Pointing dataset records
===
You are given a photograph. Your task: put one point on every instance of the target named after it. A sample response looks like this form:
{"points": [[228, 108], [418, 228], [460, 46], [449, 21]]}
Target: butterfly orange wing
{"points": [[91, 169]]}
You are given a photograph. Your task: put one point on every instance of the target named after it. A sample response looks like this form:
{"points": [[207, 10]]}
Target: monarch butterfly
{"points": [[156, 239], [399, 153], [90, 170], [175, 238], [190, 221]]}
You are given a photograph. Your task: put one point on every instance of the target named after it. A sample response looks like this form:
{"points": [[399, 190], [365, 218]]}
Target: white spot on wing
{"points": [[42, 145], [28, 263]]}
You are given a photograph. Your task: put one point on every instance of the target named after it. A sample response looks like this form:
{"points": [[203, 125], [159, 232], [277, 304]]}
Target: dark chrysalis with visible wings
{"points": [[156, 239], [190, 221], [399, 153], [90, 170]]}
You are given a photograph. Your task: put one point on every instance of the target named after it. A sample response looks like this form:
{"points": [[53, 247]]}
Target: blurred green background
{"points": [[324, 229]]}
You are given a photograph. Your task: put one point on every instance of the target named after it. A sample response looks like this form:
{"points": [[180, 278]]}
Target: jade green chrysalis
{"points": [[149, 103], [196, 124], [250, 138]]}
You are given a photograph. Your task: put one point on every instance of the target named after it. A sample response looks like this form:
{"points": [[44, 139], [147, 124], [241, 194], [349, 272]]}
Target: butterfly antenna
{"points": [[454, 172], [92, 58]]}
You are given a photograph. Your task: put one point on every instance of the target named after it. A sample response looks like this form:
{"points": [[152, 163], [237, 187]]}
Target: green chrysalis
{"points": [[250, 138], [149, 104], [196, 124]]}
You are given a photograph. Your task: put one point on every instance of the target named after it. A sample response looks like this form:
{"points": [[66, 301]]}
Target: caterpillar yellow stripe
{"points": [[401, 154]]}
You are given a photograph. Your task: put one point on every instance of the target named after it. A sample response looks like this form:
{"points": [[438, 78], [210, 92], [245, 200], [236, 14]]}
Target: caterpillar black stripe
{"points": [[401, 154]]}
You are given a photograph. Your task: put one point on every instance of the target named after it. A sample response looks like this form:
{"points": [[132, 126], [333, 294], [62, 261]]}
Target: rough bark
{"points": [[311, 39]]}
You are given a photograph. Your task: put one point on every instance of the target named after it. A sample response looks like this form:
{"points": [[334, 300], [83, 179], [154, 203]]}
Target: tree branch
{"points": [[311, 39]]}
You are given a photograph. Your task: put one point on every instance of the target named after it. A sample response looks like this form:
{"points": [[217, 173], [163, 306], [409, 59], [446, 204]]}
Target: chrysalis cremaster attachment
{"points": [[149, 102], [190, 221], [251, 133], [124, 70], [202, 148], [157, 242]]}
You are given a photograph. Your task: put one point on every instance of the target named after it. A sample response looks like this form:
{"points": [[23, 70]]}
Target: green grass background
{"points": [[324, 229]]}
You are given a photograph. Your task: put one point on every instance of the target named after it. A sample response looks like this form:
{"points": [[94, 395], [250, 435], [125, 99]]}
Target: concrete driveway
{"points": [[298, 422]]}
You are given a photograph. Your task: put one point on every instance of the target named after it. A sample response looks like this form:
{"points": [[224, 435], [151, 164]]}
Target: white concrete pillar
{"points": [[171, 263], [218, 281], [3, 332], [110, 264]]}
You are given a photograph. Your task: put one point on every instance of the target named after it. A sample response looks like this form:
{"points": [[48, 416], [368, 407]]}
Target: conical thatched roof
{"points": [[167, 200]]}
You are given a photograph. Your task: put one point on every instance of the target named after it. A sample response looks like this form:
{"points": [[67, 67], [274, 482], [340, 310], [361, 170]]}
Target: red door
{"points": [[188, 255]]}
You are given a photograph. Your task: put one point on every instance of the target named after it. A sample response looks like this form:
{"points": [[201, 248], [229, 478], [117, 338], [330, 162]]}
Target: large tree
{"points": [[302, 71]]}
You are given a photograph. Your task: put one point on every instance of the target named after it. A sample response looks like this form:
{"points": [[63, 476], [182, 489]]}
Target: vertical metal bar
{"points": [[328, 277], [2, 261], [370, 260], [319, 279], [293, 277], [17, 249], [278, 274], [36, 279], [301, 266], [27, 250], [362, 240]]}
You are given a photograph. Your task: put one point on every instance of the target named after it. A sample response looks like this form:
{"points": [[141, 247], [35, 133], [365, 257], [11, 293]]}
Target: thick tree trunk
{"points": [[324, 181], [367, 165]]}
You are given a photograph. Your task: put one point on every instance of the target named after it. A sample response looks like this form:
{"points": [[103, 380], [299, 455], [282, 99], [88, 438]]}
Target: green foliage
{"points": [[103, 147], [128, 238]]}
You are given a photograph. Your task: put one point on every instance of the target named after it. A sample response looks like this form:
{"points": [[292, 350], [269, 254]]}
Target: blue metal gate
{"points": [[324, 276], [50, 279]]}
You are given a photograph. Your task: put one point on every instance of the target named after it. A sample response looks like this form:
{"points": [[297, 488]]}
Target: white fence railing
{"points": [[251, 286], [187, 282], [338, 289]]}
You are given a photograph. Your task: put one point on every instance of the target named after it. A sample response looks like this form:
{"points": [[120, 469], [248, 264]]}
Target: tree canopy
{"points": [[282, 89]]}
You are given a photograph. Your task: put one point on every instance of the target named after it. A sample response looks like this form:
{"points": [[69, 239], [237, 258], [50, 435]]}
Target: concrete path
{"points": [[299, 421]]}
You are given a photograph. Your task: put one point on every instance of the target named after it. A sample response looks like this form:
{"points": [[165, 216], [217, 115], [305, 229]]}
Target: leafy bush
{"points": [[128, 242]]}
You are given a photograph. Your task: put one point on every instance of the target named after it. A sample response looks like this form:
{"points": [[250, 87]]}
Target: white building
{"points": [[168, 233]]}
===
# Required task:
Set out the complete listing exactly as shown.

# Worked solution:
You are given a photograph. Your task: put one point on every instance of the target named after it. A sample response looks like this form:
{"points": [[228, 108], [418, 228], [460, 46], [449, 21]]}
Target: butterfly orange wing
{"points": [[91, 169]]}
You are given a photograph. Your task: put one point on every instance of the target named after it. A sample response looks like this form:
{"points": [[207, 10]]}
Target: monarch butterfly
{"points": [[156, 239], [399, 153], [90, 170], [175, 238], [190, 221]]}
You are given a photograph. Your task: put one point on every instance of the target named after it. A sample response looks like this form:
{"points": [[399, 190], [365, 218]]}
Target: white spot on wing
{"points": [[42, 145], [28, 263]]}
You are given a photograph. Your task: put one point on every instance of the target named after it. A sample response looks like this form:
{"points": [[203, 125], [159, 232], [277, 304]]}
Target: dark chrysalis with visible wings
{"points": [[156, 239], [190, 221], [399, 153], [90, 170]]}
You are given a photograph. Your task: put one point on every instance of the target named after it. A sample response looks like this form:
{"points": [[53, 247]]}
Target: blurred green background
{"points": [[324, 229]]}
You are given a photograph. Your task: put one point on every instance of the target named after it. A sample response looks like this form:
{"points": [[180, 278]]}
Target: jade green chrysalis
{"points": [[149, 103], [196, 124], [250, 138]]}
You are given a photograph. Your task: put one point on every instance of the target named after it. A sample response looks like this form:
{"points": [[44, 139], [147, 124], [241, 194], [349, 272]]}
Target: butterfly antenna
{"points": [[454, 172], [92, 58]]}
You are given a photograph. Your task: put one point on every instance of the target named after it. A sample response looks like this form:
{"points": [[152, 163], [237, 187]]}
Target: green chrysalis
{"points": [[250, 138], [149, 104], [196, 124]]}
You are given a photograph. Your task: put one point on every instance of the target named after it. A sample response looks like this form:
{"points": [[66, 301]]}
Target: caterpillar yellow stripe
{"points": [[401, 154]]}
You are given a photograph. Your task: put one point on every instance of the target named after it. A sample response looks like this form:
{"points": [[438, 78], [210, 92], [245, 200], [236, 14]]}
Target: caterpillar black stripe
{"points": [[401, 154]]}
You are given a photograph. Your task: put one point on every instance of the target named after it. A sample response looks like this form:
{"points": [[132, 126], [333, 294], [62, 261]]}
Target: rough bark
{"points": [[311, 39]]}
You are given a photograph. Your task: put one point on every instance of the target named after it. A sample response looks like this form:
{"points": [[334, 300], [83, 179], [154, 203]]}
Target: tree branch
{"points": [[311, 39]]}
You are given a photograph. Your task: put one point on every instance of the target named after it. A sample response looks like this form:
{"points": [[217, 173], [163, 306], [409, 59], [446, 204]]}
Target: chrysalis cremaster attachment
{"points": [[149, 102], [190, 221], [251, 133], [124, 70], [202, 148], [157, 242]]}
You are given a photograph. Your task: put one point on every instance of the target named after it. A sample response looks like this form:
{"points": [[23, 70]]}
Target: green grass background
{"points": [[324, 229]]}
You are given a photograph. Your task: put one point on every instance of the target named after it. A sample response looks like this form:
{"points": [[94, 395], [250, 435], [125, 99]]}
Target: concrete driveway
{"points": [[298, 422]]}
You are given a photograph. Your task: put one point on every instance of the target named after it. A sample response looks like this form:
{"points": [[224, 435], [151, 164]]}
Target: white concrete pillar
{"points": [[171, 263], [218, 281], [3, 332], [110, 264]]}
You are given a photograph. Your task: put one point on every instance of the target named after it. A sample response looks like this form:
{"points": [[48, 416], [368, 407]]}
Target: conical thatched roof
{"points": [[167, 200]]}
You are given a photograph. Your task: put one point on every instance of the target named after it. A sample response looks like this form:
{"points": [[67, 67], [274, 482], [340, 310], [361, 170]]}
Target: red door
{"points": [[188, 255]]}
You are given a photograph. Your task: put one point on every instance of the target named after it. A sample response looks like this form:
{"points": [[201, 248], [229, 478], [117, 338], [330, 162]]}
Target: large tree
{"points": [[302, 71]]}
You are given a photograph. Your task: put one point on every instance of the target named after it. A sample response looks like this form:
{"points": [[63, 476], [182, 489]]}
Target: vertical metal bar
{"points": [[328, 277], [2, 261], [370, 260], [319, 279], [293, 277], [17, 249], [278, 274], [36, 279], [301, 266], [27, 250], [362, 240]]}
You are given a photograph. Your task: put one point on every instance of the target named after it. A sample response looks like this form:
{"points": [[141, 247], [35, 133], [365, 257], [11, 293]]}
Target: thick tree trunk
{"points": [[324, 181], [367, 165]]}
You are given a photograph. Your task: put one point on every instance of the target named after it. A sample response looks like this form:
{"points": [[103, 380], [299, 455], [282, 99], [88, 438]]}
Target: green foliage
{"points": [[103, 147], [128, 238]]}
You are given a photograph. Your task: put one point on every instance of the target named after it. A sample response looks like this form:
{"points": [[292, 350], [269, 254]]}
Target: blue metal gate
{"points": [[324, 276], [50, 279]]}
You are given a photograph. Your task: put one point on every instance of the target named after it. A sample response looks like this form:
{"points": [[297, 488]]}
Target: white fence railing
{"points": [[251, 286], [187, 282], [338, 289]]}
You are given a photograph. Your task: put one point on every instance of the target named after it. A sample response looks like this form:
{"points": [[120, 469], [248, 264]]}
Target: tree canopy
{"points": [[282, 89]]}
You are given a photograph. Your task: put one point on every instance of the target named after it. A sample response looks like this form:
{"points": [[69, 239], [237, 258], [50, 435]]}
Target: concrete path
{"points": [[299, 421]]}
You are given a photograph. Your task: put one point on every instance of the target named after it. A sample response looks like this form:
{"points": [[165, 216], [217, 115], [305, 229]]}
Target: leafy bush
{"points": [[128, 242]]}
You are given a photograph. Your task: put one point on every instance of the target named after it. A sample response looks like this form:
{"points": [[250, 87]]}
Target: white building
{"points": [[168, 233]]}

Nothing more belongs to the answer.